TRY IT -
Answer these from the course descriptions below:
(a) What is the name of the laboratory supplement that goes with PHYS 101?
(b) In which semester is PHYS 101 offered?
(c) How many credits is the course meant for life science majors and pre-medical preparation?

Prerequisite, MATH 110. PHYS 101 along with its associated laboratory supplement 101L is a calculus-based introductory course in physics that focuses on the core principles of classical mechanics. Students will learn how to abstract and apply natural laws to new situations, with an emphasis on developing broadly applicable critical thinking and problem-solving skills. Topics include kinematics (describing motion), symmetry and conservation laws (momentum, energy, angular momentum), special relativity, and fundamental forces. (Offered spring semester.) 3 credits.
Prerequisite, MATH 110. Students study mechanics, and thermodynamics. Students will learn how physics principles apply to the workings of living organisms and standard diagnostic tools used in life science. This course is intended to fill the physics requirement for life science majors and pre-medical preparation. This course includes a lecture and required laboratory component held at different times. (Offered fall and spring semesters.) 4 credits.

SUPPLIED MATERIAL -
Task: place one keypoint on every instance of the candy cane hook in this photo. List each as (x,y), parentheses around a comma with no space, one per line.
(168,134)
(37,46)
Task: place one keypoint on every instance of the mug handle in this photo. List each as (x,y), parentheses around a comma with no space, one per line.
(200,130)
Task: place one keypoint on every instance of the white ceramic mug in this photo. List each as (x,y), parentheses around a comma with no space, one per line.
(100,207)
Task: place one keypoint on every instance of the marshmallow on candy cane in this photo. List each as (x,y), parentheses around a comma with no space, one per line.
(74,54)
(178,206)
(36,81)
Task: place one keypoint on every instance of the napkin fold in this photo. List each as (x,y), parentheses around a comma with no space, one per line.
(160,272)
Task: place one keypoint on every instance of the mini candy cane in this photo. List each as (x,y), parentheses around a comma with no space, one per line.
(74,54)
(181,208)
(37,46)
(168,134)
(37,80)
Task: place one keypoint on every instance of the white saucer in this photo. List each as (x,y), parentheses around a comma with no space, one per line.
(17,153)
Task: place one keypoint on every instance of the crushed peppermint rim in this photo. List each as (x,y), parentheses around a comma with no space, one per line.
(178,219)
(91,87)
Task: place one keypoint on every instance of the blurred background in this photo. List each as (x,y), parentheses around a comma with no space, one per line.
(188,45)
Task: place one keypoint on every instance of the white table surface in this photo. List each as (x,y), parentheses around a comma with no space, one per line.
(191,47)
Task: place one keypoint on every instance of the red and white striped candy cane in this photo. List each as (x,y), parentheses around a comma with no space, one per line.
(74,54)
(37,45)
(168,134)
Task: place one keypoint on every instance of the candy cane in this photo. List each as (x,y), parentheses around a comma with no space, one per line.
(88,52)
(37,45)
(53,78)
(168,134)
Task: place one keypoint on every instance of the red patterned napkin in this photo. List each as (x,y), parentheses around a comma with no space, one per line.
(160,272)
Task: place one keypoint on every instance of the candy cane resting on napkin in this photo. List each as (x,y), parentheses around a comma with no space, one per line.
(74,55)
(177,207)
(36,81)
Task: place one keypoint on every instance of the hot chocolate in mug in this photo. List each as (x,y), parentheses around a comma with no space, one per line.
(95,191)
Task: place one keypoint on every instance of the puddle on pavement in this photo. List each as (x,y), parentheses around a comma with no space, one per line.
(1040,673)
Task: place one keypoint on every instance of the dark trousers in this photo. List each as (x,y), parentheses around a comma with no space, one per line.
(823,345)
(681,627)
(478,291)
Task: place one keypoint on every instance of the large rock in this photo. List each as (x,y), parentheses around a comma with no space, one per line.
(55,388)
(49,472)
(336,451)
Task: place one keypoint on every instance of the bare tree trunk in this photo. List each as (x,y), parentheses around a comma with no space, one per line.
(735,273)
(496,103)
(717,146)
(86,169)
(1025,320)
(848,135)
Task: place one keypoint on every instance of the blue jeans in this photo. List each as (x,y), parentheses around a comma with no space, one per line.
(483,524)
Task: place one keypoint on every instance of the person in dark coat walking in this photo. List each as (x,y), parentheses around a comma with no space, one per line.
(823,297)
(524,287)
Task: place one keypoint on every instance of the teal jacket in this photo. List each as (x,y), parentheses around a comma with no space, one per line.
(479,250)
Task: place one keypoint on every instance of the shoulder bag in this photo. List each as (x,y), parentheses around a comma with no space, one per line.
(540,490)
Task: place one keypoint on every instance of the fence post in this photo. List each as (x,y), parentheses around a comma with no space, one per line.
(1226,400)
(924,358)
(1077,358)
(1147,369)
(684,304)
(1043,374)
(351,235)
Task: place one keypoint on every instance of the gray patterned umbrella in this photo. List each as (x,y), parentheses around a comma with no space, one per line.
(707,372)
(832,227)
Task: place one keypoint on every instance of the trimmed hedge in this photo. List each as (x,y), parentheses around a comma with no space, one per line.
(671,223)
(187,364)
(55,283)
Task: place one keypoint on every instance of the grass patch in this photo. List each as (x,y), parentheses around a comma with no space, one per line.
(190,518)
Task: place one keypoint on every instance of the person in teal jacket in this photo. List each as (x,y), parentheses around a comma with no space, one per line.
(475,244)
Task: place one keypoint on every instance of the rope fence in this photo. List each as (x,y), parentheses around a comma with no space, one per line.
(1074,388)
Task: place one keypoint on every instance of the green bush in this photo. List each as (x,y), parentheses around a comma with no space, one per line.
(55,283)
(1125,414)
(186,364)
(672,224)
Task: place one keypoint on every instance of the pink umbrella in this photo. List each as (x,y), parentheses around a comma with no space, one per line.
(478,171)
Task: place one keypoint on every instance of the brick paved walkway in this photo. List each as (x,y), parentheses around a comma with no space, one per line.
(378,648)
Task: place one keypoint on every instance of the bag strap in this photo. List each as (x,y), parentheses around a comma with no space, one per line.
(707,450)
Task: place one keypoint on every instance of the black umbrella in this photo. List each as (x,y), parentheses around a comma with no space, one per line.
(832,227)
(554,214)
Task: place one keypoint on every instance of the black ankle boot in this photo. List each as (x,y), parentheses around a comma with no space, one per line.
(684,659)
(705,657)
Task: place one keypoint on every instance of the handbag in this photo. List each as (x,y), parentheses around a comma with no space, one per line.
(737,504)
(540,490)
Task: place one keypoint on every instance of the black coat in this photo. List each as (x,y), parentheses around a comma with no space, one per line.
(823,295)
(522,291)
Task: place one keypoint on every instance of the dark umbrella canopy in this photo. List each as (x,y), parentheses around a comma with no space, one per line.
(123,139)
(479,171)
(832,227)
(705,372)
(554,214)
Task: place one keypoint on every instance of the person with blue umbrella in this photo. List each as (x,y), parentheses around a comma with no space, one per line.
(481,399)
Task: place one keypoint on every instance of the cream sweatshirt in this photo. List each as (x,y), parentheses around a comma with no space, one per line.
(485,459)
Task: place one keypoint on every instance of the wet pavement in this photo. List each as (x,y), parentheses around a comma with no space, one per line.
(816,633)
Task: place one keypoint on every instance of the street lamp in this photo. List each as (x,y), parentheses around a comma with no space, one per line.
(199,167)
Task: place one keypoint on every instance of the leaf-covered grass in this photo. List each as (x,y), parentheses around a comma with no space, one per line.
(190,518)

OUTPUT FOR THIS TASK -
(a) 101L
(b) Spring semester
(c) 4 credits